* **REQUIREMENTS**
Extract the entries in their exact form.

** Start DATA ENTRIES **

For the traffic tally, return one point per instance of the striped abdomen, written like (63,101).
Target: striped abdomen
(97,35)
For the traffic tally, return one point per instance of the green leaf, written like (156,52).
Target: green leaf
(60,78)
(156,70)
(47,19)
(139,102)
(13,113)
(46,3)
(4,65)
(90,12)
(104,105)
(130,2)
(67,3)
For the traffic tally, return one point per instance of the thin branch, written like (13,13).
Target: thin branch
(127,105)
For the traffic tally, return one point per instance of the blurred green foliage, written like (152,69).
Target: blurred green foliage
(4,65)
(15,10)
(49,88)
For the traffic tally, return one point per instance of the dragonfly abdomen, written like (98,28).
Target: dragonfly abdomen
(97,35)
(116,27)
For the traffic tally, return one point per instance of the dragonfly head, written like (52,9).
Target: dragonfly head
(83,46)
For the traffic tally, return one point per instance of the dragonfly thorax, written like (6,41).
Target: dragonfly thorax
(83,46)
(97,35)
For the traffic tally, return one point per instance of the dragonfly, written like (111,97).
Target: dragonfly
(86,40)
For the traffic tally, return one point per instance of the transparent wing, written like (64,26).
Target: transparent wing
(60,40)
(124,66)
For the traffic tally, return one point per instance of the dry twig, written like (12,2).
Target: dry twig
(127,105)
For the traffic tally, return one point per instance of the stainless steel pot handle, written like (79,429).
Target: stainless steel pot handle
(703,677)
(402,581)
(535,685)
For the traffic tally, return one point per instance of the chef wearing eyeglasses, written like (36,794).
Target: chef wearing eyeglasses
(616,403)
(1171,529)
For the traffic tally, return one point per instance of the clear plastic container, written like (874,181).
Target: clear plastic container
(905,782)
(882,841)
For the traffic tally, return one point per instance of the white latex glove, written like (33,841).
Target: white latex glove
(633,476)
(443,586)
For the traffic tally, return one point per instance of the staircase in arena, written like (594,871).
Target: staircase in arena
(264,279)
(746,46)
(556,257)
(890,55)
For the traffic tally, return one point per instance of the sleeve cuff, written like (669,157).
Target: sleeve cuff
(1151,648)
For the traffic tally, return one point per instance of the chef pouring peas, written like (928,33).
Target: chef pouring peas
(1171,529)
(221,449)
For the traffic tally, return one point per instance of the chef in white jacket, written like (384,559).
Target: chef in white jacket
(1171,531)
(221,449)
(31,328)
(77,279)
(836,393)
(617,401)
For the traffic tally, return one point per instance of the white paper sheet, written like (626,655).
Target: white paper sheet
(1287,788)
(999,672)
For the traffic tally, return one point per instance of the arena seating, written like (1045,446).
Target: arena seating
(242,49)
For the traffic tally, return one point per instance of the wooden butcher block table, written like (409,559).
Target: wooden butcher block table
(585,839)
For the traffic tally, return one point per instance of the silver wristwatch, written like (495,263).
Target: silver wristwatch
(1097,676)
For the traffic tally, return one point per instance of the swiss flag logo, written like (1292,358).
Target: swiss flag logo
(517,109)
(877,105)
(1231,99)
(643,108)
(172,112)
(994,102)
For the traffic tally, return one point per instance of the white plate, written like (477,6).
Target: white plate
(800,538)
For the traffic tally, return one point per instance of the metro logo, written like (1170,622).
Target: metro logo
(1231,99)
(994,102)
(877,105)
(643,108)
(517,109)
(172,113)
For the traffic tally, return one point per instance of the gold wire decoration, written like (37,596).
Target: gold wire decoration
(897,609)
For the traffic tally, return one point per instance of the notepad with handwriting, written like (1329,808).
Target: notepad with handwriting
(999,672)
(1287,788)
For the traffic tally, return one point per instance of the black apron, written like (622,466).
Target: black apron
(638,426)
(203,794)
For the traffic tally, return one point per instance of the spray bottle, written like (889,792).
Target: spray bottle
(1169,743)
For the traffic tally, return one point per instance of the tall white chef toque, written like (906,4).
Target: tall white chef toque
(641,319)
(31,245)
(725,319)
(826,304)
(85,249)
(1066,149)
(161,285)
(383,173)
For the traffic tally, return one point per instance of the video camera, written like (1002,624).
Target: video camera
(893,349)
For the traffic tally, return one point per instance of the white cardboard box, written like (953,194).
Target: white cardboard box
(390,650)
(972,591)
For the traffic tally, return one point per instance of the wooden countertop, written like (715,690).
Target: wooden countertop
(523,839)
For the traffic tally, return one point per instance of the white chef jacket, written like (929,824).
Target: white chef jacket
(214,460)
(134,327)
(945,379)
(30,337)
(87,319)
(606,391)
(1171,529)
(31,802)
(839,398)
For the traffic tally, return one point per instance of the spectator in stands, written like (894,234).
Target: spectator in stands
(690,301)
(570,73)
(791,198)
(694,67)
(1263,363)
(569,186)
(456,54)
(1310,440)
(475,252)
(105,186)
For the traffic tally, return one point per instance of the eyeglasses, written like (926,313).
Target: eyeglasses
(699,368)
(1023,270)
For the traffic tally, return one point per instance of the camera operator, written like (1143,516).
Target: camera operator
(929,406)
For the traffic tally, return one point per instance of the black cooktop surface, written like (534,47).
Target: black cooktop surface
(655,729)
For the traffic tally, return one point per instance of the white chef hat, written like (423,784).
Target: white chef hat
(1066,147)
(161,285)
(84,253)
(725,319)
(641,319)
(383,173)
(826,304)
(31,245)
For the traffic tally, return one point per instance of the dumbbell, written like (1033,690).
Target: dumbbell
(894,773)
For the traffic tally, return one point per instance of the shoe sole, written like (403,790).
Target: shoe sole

** End DATA ENTRIES **

* **ANSWER FOR THIS EXERCISE**
For the traffic tally, return one point per instance of the striped abdomen, written like (63,101).
Target: striped abdomen
(97,35)
For the traffic tally, return one point per instance of the green leaf, written like (156,52).
Target: green leaf
(60,78)
(156,70)
(47,19)
(139,102)
(13,113)
(46,3)
(4,65)
(90,12)
(104,105)
(130,2)
(67,3)
For the traffic tally, return one point per instance of the thin branch, written like (13,13).
Target: thin branch
(127,105)
For the traffic tally, return one point per instance of the blurred green foliage, written like (152,69).
Target: blurred green foliage
(4,65)
(15,10)
(49,88)
For the traffic tally, return one point per instance of the dragonfly abdomen, written like (98,28).
Target: dragonfly abdomen
(97,35)
(116,27)
For the traffic tally, return one point per instance of the dragonfly head, written like (52,9).
Target: dragonfly head
(83,46)
For the traffic tally, return one point per instance of the dragonfly thorax, written like (6,41).
Target: dragonfly thorax
(83,46)
(97,35)
For the traffic tally, return one point per instance of the dragonfly, written like (111,97).
Target: dragonfly
(86,40)
For the traffic tally, return one point per instance of the transparent wing, written like (64,26).
Target: transparent wing
(60,40)
(124,66)
For the traffic tally, return one point per instance of the dry twig, written like (12,2).
Target: dry twig
(127,105)
For the traffic tally, return one point per instance of the stainless steel pot handle, written like (79,429).
Target: stainless steel pot handle
(703,677)
(402,581)
(535,685)
For the traffic tally, return one point per instance of the chef wearing eyeglasses, written like (36,794).
Target: chef wearing eyeglasses
(616,403)
(1171,529)
For the traffic tally, return one point per instance of the clear plastic container, written like (874,181).
Target: clear plastic container
(905,782)
(882,841)
For the traffic tally, return one point per instance of the white latex glove, written like (33,841).
Target: white latex glove
(633,476)
(443,586)
For the traffic tally, return one point per instance of the staircase in arena, written like (594,871).
Target: staircase in arena
(264,279)
(746,46)
(556,257)
(890,55)
For the traffic tally, return one point per instance of the sleeve cuff, written like (669,157).
Target: sleeve cuff
(1151,648)
For the traffic tally, return one point per instance of the chef pouring peas, written like (928,33).
Target: chef pouring peas
(1171,529)
(221,449)
For the traffic tally, return one point per instance of the chef in white jacket, written like (384,559).
Target: chef in white jacket
(1171,531)
(221,449)
(31,328)
(77,279)
(836,393)
(617,401)
For the traffic tally, return one point per instance of the white paper sheet, written like (626,655).
Target: white paper sheet
(1287,788)
(999,672)
For the traffic tally, return one point per instance of the arena seating, written like (1045,446).
Target: arena seating
(242,49)
For the traffic tally, return one point per instance of the wooden butcher block table, written like (409,559).
Target: wooden butcher block table
(585,839)
For the traffic tally, return one point per instance of the silver wristwatch, written like (495,263).
Target: silver wristwatch
(1097,676)
For the traffic tally, return one point per instance of the swiss flag logo, written like (1292,358).
Target: swiss flag logo
(517,109)
(877,105)
(1231,99)
(643,108)
(172,112)
(994,102)
For the traffic tally, return one point per instance of the white plate, written like (477,6).
Target: white plate
(800,538)
For the traffic tally, return one point per instance of the metro logo, written like (1170,622).
Target: metro logo
(1231,99)
(994,102)
(877,105)
(643,108)
(517,109)
(172,113)
For the traffic tally, return one point per instance of the gold wire decoration, written like (37,596).
Target: gold wire decoration
(897,609)
For the traffic tally, return one point per instance of the notepad with handwriting, written like (1329,808).
Target: notepad with handwriting
(999,672)
(1287,788)
For the traffic tally, return one point per instance of the black apron, written like (622,466).
Target: black apron
(638,426)
(203,794)
For the traffic tally, return one point per instance of the spray bottle, written like (889,792).
Target: spray bottle
(1169,743)
For the traffic tally, return one point per instance of the tall white chef toque, written like (906,4).
Target: tall white chef toque
(641,319)
(31,245)
(725,319)
(826,304)
(85,249)
(1066,149)
(161,285)
(383,173)
For the traffic tally, return one point per instance of the video camera, written like (1002,624).
Target: video camera
(893,349)
For the traffic tally, return one point per instance of the white cardboard box, written like (953,194).
Target: white cardboard box
(390,650)
(972,591)
For the traffic tally, return one point per instance of the wooden countertop, written like (715,690).
Target: wooden countertop
(523,839)
For the traffic tally, return one point per instance of the white chef jacket, written like (929,824).
Target: white chef jacket
(214,460)
(134,327)
(945,379)
(30,337)
(87,319)
(606,391)
(1171,529)
(31,802)
(839,398)
For the traffic tally, return one point per instance of the spectator in stands, written like (894,234).
Target: spectator in stands
(690,301)
(570,73)
(791,198)
(694,67)
(1263,363)
(569,186)
(456,54)
(1310,440)
(475,252)
(105,186)
For the traffic tally, return one point per instance of the eyeglasses, written like (926,313).
Target: eyeglasses
(699,368)
(1023,270)
For the traffic tally, return one point per instance of the camera operator, written like (1143,516).
Target: camera operator
(929,406)
For the traffic tally, return one point per instance of the black cooktop surface, written like (534,47).
Target: black cooktop surface
(655,729)
For the traffic tally, return one point per instance of the white chef hat, written like (423,784).
Target: white chef hat
(1066,147)
(161,285)
(84,253)
(725,319)
(641,319)
(383,173)
(826,304)
(31,245)
For the traffic tally, return one point per instance of the dumbbell, written like (1033,690).
Target: dumbbell
(894,773)
For the traffic tally, return one point per instance of the shoe sole, written like (403,790).
Target: shoe sole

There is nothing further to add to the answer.